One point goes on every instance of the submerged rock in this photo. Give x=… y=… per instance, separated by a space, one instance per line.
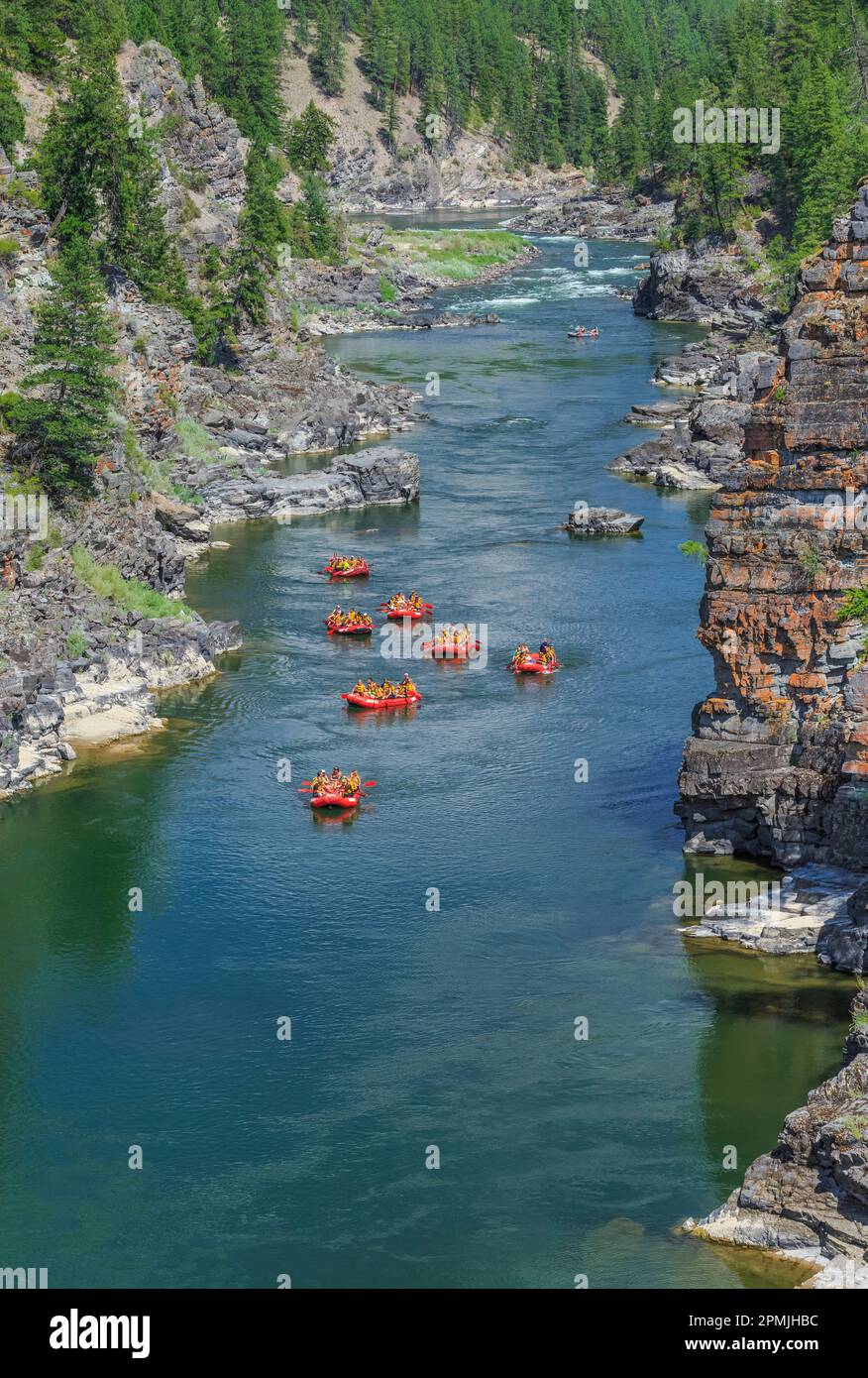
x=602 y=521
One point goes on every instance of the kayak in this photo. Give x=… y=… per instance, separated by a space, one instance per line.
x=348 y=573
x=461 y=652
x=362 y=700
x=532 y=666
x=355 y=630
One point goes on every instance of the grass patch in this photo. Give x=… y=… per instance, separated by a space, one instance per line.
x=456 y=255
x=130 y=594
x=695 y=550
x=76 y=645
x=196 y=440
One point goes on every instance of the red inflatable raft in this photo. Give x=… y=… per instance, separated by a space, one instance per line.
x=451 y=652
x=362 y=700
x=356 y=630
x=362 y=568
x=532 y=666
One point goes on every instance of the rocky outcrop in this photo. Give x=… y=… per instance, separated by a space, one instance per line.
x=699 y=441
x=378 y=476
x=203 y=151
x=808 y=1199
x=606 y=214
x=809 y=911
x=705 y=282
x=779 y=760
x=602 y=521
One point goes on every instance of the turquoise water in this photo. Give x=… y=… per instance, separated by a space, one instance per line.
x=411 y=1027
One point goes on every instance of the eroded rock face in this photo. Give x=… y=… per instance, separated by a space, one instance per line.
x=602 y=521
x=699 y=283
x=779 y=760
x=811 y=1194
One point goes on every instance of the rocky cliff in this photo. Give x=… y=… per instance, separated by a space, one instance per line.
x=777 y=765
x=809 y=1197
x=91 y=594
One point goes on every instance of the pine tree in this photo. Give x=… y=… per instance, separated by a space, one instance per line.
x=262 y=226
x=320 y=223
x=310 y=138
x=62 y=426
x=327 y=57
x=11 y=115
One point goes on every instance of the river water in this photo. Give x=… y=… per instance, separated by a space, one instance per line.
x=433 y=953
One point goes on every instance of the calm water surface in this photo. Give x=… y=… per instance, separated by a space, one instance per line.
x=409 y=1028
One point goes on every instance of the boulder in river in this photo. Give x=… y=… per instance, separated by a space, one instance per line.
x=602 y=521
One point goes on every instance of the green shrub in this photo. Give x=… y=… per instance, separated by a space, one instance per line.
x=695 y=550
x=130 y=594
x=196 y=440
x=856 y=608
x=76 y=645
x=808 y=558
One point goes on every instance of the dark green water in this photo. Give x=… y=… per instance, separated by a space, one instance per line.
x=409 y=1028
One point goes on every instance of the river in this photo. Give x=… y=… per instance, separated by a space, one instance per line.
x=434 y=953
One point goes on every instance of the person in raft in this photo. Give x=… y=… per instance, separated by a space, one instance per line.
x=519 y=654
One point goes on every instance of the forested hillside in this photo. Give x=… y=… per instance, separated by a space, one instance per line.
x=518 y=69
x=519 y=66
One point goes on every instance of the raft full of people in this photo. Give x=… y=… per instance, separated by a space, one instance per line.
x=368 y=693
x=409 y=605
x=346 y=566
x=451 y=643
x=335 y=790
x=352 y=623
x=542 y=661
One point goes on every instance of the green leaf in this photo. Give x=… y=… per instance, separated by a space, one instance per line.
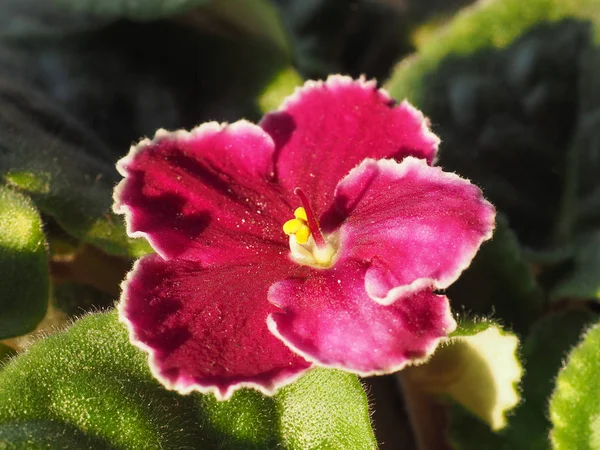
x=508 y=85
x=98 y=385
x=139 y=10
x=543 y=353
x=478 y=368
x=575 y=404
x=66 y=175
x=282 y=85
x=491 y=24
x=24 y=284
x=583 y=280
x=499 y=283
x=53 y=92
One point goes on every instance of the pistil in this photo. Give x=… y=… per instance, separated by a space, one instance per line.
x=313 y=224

Directive:
From the entries above, output every line exactly and omit any image.

Full answer:
One point goes on every instance of the submerged rock in this photo. Give x=… y=… per instance, separated by a space, one instance per line.
x=602 y=521
One point goes on every instance of the kayak in this photo. Give x=… y=… per instance, separated by a space, one instance per line.
x=348 y=573
x=461 y=652
x=362 y=700
x=532 y=666
x=355 y=630
One point goes on every instance of the grass patch in this photo. Give x=… y=… per instance, separated by a space, one instance per line.
x=456 y=255
x=130 y=594
x=695 y=550
x=76 y=645
x=196 y=440
One point goes on every instance of the red inflatable raft in this photo. Give x=… y=… per instance, separated by a space, one instance per line.
x=451 y=652
x=362 y=700
x=356 y=630
x=362 y=568
x=532 y=666
One point goes on every instance of the rocky outcrop in this photo. Give x=… y=… per instance, separated by a space, one instance per line.
x=699 y=441
x=378 y=476
x=203 y=151
x=808 y=1199
x=606 y=214
x=809 y=911
x=705 y=282
x=779 y=760
x=602 y=521
One point goes on every instance of the turquoise water in this photo. Give x=… y=… per instance, separated by a space, one instance per line.
x=411 y=1027
One point goes on every instance of the eroded rock face in this photo. Give x=… y=… per instance, separated by a space, one instance per line.
x=602 y=521
x=699 y=283
x=779 y=760
x=811 y=1194
One point goes on every instance of the rocky cliff in this photo. Give x=… y=… per instance, separated by a space, one instance per line.
x=777 y=765
x=809 y=1197
x=91 y=594
One point goes on every instance of the pine tree in this photo. Give x=… y=… per instance, separated by a space, one instance per line.
x=262 y=226
x=320 y=223
x=310 y=138
x=62 y=426
x=327 y=57
x=11 y=115
One point goes on every instance of the river water in this photo. Give x=… y=… per instance, separated by a space, one instance per line.
x=433 y=953
One point goes on every instance of the calm water surface in this photo. Give x=… y=… per instance, separated by a space, one instance per line.
x=409 y=1028
One point goes on every instance of the boulder in river in this photo. Give x=… y=… per instance, separated by a space, one instance per line.
x=602 y=521
One point goes on every instance of the green shrub in this photo. Give x=… y=… per instance, separated by a space, one instance per line.
x=695 y=550
x=130 y=594
x=196 y=440
x=856 y=608
x=76 y=645
x=808 y=558
One point goes on every instance of the dark green water in this photo. Give x=… y=… per instance, separated by a space, one instance per line.
x=409 y=1028
One point goes on every instance of the river in this photo. Give x=… y=… per instance, separated by a space, one instance per line.
x=434 y=953
One point goes on every instance of the person in raft in this photo. Give x=… y=… per instance, separated by a space, one instance per line.
x=519 y=654
One point goes on every instance of the forested hillside in this photo. Give x=… y=… per instance, separated by a space, one instance per line.
x=518 y=69
x=519 y=66
One point goes on every instance of the raft full of people in this photo. Give x=… y=… per instance, separated by a space, one instance per line.
x=368 y=693
x=409 y=605
x=346 y=566
x=451 y=643
x=335 y=790
x=352 y=623
x=542 y=661
One point goes on every instance of the green leaf in this photo. Give x=… y=… per instance, separated by a space, one instance per line.
x=508 y=85
x=98 y=385
x=139 y=10
x=543 y=353
x=478 y=368
x=575 y=404
x=66 y=175
x=282 y=85
x=491 y=24
x=24 y=284
x=583 y=280
x=499 y=283
x=53 y=92
One point goes on every instance of the pistil in this photo. Give x=… y=… per instance, separated by a space, one instance per line.
x=313 y=224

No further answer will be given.